Shape annotation entries
--*--

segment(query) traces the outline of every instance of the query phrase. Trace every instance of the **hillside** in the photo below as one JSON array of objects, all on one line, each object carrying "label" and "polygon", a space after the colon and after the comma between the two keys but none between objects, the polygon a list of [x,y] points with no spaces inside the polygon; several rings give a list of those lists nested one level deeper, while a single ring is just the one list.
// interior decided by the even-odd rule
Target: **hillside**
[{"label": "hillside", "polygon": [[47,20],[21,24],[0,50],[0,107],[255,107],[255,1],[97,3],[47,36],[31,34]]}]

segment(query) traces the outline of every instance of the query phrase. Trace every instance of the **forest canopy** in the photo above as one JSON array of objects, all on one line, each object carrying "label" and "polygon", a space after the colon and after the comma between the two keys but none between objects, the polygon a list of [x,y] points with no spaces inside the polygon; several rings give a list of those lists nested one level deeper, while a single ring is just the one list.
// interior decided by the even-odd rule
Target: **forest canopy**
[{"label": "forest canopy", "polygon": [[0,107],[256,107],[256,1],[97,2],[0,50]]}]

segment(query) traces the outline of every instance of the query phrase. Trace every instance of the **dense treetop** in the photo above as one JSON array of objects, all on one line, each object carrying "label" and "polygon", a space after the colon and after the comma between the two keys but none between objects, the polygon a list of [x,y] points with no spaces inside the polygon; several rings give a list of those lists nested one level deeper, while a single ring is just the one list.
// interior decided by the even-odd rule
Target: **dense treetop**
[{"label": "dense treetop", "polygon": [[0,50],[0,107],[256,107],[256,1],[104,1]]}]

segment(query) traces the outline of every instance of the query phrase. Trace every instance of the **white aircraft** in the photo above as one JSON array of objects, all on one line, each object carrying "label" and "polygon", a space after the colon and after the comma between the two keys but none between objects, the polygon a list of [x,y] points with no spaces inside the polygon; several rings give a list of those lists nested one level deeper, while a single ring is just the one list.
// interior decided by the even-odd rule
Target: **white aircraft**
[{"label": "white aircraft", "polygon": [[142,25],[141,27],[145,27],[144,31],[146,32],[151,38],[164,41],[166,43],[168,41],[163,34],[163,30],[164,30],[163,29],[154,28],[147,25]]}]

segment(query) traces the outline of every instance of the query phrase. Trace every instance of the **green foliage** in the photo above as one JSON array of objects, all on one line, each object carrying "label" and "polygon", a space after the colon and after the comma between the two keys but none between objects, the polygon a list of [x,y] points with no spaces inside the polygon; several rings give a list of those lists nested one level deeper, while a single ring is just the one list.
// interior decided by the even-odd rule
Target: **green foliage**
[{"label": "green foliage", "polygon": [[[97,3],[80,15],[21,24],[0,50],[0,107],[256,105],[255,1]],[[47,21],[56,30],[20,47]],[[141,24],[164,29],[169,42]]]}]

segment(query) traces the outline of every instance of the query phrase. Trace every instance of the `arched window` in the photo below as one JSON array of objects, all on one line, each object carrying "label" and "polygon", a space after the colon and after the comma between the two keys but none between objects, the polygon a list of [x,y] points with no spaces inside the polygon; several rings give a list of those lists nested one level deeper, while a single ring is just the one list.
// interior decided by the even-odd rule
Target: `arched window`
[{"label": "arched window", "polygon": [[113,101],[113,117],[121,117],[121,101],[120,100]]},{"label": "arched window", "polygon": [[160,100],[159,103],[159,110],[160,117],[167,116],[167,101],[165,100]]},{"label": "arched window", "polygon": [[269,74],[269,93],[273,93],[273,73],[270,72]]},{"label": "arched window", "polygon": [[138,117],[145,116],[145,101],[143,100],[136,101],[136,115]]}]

--*--

(Task statement): Every line from the one containing "of the **green" through the last line of the entries must be written out verbatim, and no other line.

(Task answer):
segment(query) traces the outline of every instance of the query phrase. Trace every instance of the **green foliage** in the photo above as one JSON array of objects, all on one line, each object carrying "label" and "polygon", a space after the colon and after the comma between the two keys but none between objects, the polygon a list of [x,y] points with no spaces inside the polygon; several rings give a list of those lists nested one level deeper, while a single ring is just the one list.
// interior decided by the even-odd rule
Target: **green foliage**
[{"label": "green foliage", "polygon": [[[97,3],[80,15],[21,24],[0,50],[0,107],[256,105],[255,1]],[[47,21],[56,30],[20,47]],[[141,24],[164,29],[169,42]]]}]

segment(query) traces the outline of every instance of the query phrase. Trace every instance of the `arched window` in the photo below as one JSON array of objects, all on one line, each object carrying "label" and "polygon", a space after the colon and after the comma between the two keys but none between objects, the polygon a list of [x,y] points with no spaces inside the polygon; several rings give a list of those lists nested one level deeper, while a single ring is just the one list.
// interior decided by the even-odd rule
Target: `arched window`
[{"label": "arched window", "polygon": [[113,101],[113,117],[121,117],[121,101],[120,100]]},{"label": "arched window", "polygon": [[160,100],[159,103],[159,110],[160,117],[167,116],[167,101],[165,100]]},{"label": "arched window", "polygon": [[269,74],[269,93],[273,93],[273,73],[270,72]]},{"label": "arched window", "polygon": [[138,117],[145,116],[145,101],[143,100],[136,101],[136,115]]}]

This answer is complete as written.